Task input:
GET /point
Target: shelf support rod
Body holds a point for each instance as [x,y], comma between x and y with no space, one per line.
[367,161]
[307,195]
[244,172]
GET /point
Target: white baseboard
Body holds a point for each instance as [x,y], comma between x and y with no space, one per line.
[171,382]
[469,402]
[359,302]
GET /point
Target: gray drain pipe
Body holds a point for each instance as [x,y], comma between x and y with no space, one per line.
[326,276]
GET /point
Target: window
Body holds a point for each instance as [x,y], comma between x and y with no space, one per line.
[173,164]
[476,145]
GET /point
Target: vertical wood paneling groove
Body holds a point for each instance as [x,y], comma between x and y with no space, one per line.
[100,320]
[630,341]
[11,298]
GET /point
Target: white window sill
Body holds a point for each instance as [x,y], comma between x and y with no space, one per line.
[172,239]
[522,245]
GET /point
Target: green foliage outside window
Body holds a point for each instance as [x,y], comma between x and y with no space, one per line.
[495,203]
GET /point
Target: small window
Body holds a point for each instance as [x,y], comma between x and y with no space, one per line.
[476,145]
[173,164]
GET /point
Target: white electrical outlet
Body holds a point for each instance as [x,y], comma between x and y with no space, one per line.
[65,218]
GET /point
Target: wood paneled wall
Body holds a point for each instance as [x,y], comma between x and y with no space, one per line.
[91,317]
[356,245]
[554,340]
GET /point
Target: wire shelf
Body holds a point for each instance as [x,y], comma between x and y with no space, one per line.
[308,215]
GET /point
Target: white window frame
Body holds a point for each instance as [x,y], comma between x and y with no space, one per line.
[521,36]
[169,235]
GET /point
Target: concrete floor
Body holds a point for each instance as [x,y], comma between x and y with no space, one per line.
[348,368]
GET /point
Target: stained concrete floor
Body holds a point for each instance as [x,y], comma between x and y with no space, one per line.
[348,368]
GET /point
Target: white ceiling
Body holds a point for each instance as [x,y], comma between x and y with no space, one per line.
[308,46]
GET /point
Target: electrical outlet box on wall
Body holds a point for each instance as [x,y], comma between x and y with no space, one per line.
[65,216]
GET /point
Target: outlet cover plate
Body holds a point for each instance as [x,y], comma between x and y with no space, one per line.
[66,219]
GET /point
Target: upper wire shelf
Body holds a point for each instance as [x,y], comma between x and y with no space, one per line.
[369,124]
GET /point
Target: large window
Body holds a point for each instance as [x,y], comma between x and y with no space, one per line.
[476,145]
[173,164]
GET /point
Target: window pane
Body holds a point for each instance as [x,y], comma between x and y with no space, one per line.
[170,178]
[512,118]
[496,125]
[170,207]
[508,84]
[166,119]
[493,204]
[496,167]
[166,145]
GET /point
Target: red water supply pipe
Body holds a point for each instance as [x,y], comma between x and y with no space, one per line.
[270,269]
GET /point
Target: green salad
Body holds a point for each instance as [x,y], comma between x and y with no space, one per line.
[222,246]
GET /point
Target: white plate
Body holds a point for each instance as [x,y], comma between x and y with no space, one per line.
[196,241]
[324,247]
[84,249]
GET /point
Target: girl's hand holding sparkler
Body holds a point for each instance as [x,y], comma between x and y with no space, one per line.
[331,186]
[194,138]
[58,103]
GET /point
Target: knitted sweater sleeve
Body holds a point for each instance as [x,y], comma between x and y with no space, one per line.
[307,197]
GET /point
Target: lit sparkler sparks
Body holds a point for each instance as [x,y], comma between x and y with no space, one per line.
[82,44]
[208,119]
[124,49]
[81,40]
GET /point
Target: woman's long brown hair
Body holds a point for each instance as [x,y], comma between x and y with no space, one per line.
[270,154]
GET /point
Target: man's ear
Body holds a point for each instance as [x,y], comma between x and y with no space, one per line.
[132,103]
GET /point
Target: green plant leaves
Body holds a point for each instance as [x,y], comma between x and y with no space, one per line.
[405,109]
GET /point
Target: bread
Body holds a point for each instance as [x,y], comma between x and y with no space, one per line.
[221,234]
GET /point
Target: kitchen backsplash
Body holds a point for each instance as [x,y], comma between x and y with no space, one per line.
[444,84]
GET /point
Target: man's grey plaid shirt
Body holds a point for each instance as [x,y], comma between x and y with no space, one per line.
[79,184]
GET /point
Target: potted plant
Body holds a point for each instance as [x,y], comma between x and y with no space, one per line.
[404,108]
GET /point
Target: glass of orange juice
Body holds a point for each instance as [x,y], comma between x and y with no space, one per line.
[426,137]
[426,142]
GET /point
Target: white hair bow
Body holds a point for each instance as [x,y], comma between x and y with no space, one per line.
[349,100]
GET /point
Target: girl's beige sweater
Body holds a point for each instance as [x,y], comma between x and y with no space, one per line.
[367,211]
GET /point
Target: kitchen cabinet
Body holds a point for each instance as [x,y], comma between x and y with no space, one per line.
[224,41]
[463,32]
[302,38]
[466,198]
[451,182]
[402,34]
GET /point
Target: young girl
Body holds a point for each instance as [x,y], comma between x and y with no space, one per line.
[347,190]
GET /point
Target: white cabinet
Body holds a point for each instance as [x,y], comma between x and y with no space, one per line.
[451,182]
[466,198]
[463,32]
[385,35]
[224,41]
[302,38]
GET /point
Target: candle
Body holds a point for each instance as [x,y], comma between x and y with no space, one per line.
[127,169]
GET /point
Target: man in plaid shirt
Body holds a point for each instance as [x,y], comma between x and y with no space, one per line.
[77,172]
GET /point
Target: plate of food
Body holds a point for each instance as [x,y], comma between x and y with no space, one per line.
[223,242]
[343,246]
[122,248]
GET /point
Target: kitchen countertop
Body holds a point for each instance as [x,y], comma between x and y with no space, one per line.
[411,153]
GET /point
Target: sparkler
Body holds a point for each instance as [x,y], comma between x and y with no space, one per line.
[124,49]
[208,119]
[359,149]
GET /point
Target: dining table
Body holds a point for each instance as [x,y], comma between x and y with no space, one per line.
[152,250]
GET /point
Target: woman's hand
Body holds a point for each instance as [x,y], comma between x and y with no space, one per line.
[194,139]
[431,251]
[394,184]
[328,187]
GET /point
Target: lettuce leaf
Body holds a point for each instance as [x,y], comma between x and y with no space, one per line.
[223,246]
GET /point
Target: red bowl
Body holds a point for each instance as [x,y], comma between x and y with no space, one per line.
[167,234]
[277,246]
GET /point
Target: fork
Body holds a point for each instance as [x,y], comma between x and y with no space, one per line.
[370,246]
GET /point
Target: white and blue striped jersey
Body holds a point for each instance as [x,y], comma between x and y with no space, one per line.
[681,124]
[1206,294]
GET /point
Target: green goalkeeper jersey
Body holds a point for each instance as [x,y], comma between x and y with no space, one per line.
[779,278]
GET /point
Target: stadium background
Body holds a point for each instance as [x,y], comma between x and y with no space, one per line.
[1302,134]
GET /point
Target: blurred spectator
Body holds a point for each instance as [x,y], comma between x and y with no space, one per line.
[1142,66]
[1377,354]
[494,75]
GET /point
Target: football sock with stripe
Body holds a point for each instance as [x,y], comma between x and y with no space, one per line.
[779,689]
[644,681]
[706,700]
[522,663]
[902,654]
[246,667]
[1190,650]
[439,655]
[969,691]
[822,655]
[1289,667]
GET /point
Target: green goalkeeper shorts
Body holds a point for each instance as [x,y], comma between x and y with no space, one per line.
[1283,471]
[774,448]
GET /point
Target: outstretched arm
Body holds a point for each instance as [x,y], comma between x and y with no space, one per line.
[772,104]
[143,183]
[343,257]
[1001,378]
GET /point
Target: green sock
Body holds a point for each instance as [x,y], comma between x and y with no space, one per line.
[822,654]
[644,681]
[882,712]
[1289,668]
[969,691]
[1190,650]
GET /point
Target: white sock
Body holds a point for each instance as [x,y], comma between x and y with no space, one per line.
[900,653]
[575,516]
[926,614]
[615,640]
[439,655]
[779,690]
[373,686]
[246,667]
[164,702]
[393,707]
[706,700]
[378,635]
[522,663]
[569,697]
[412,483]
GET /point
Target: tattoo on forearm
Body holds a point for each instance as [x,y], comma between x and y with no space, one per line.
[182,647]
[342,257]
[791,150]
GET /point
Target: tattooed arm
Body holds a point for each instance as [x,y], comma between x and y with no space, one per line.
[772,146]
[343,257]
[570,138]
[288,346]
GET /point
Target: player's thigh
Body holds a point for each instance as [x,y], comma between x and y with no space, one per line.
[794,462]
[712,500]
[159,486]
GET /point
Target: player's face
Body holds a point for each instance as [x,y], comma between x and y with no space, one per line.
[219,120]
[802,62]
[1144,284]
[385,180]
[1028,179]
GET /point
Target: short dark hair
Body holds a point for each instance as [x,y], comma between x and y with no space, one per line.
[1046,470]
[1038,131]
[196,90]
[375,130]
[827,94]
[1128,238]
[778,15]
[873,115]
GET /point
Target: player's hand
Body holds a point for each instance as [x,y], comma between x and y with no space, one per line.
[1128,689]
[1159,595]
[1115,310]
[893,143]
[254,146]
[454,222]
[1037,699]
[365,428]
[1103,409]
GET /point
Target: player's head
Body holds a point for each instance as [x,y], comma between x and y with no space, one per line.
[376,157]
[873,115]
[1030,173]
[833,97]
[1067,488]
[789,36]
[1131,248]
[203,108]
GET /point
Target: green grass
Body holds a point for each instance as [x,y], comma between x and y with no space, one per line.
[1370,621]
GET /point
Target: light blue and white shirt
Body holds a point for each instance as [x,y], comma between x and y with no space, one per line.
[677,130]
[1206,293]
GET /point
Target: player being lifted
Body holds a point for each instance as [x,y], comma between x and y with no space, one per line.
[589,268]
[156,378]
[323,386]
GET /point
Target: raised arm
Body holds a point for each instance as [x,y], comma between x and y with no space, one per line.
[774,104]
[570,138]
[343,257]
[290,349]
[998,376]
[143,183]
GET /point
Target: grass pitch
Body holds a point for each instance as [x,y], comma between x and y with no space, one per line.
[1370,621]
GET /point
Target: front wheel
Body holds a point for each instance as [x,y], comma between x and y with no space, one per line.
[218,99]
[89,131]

What you should do: Extract each line of the listing above that contains the word "sock".

Solved problem:
Target: football sock with stripe
Target: green sock
Target: white sock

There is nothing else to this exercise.